Task details: Present the following entries again, word for word and in full.

○ ○ ○

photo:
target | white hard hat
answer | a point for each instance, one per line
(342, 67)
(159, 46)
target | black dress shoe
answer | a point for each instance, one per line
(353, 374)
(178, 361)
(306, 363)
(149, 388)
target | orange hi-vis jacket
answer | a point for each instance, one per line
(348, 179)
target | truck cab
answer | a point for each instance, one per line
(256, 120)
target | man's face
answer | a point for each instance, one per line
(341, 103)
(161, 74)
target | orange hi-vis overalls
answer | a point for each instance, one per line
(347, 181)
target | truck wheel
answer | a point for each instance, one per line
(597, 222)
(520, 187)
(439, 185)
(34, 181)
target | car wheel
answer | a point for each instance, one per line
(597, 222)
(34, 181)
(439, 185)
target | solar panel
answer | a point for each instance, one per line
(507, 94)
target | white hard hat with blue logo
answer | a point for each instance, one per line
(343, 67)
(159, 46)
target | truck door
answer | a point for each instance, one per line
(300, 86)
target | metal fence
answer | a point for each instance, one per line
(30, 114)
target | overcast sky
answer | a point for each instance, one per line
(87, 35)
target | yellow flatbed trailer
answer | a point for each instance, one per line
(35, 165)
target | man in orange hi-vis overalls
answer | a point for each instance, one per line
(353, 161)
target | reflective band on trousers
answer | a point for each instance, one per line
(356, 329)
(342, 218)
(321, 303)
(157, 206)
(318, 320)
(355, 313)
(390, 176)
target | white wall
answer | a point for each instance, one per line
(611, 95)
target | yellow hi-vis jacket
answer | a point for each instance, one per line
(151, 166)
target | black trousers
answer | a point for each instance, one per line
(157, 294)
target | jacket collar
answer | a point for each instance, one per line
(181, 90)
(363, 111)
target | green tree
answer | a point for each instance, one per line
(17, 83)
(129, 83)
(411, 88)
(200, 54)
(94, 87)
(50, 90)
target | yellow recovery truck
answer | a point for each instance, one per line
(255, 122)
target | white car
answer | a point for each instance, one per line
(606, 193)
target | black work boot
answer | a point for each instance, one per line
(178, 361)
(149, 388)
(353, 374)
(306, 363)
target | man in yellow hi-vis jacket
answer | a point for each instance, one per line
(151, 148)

○ ○ ○

Task solution:
photo:
target | white hard hat
answer | a point for each instance, one per line
(342, 67)
(159, 46)
target | black dress shoe
answer | a point for each instance, one per line
(353, 374)
(178, 361)
(306, 363)
(149, 388)
target | orange hi-vis jacket
answer | a point for each instance, one per line
(348, 179)
target | truck cab
answer | a point for each instance, one per line
(256, 120)
target | man's face
answer | a point for each instance, one per line
(341, 103)
(161, 74)
target | orange hi-vis overalls
answer | a point for each instance, one per line
(347, 181)
target | truck wheel
answer | a point for each instance, one per line
(597, 222)
(520, 187)
(439, 185)
(34, 181)
target | car wheel
answer | a point for each instance, one per line
(597, 222)
(34, 181)
(439, 185)
target | solar panel
answer | a point for each instance, one per line
(507, 94)
target | white hard hat with blue logo
answer | a point for each instance, one per line
(343, 67)
(159, 46)
target | truck door
answer | a point for each instance, one per line
(300, 86)
target | metal fence
answer | a point for each instance, one per line
(30, 114)
target | overcast sky
answer | a point for each instance, one per line
(87, 35)
target | yellow flatbed trailer
answer | a point for each instance, one per line
(35, 165)
target | man in orange hi-vis overalls
answer | a point for each instance, one per line
(353, 161)
target | reflective band on trousers
answer | a point for each instance, one per line
(356, 329)
(342, 218)
(321, 303)
(157, 206)
(318, 320)
(355, 313)
(390, 176)
target | white wall
answer | a point for each instance, one per line
(611, 95)
target | yellow hi-vis jacket
answer | a point for each instance, one per line
(151, 166)
target | black trousers
answer | a point for each instance, one per line
(157, 294)
target | jacket collar
answer | a point for each instance, one per line
(181, 90)
(363, 111)
target | green tree
answer | a point for each instance, one per line
(17, 83)
(129, 83)
(411, 88)
(200, 54)
(94, 87)
(50, 90)
target | yellow recovery truck
answer | a point for each instance, one per line
(255, 122)
target | white car
answer | a point for each instance, one per line
(606, 193)
target | black work boot
answer | a point for each instance, one per line
(178, 361)
(149, 388)
(353, 374)
(306, 363)
target | man in yellow hi-vis jacket
answer | a point for each instance, one per line
(151, 148)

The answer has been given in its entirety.